# Aim of the task:
Reproduce every one of the rows below word for word, omitting the pictures.

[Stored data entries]
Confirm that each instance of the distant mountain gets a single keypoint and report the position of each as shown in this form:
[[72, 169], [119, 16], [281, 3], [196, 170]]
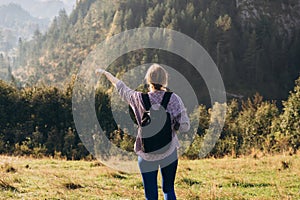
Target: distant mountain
[[255, 44], [42, 8], [17, 23]]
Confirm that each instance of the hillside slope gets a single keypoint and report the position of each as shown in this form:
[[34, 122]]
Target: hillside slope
[[255, 44]]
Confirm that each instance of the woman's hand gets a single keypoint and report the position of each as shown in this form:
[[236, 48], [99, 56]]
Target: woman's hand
[[108, 75], [100, 71]]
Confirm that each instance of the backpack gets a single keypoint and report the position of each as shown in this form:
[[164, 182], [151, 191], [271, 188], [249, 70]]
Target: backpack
[[156, 126]]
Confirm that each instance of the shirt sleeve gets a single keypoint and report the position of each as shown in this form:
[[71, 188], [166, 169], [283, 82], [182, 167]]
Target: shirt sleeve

# Reply:
Confirm that each instance of the distant mountain gets a single keypoint and report the position of each as shown in this form:
[[72, 169], [119, 16], [281, 3], [196, 170]]
Target: distant mountain
[[255, 44], [42, 8], [17, 23]]
Confirm that each instance of the hillside slope gets a single keypoint and report the position of each as shown in this form:
[[34, 122]]
Target: hillside slope
[[255, 44]]
Confirm that each instance of the woman's hand gets a single keypoint and report the position of each as shown in this form:
[[236, 48], [99, 56]]
Target: woman's hand
[[108, 75], [100, 71]]
Confirm that each instance of the backpack gets a single keypoint and report the position of each as shown in this form:
[[164, 182], [151, 191], [271, 188], [249, 70]]
Target: backpack
[[156, 126]]
Confirm that each instance of the shirt sleeve gets a single keypoint and report the position of each as shown in this form:
[[71, 188], [166, 169], [283, 82], [182, 167]]
Target: shirt sleeve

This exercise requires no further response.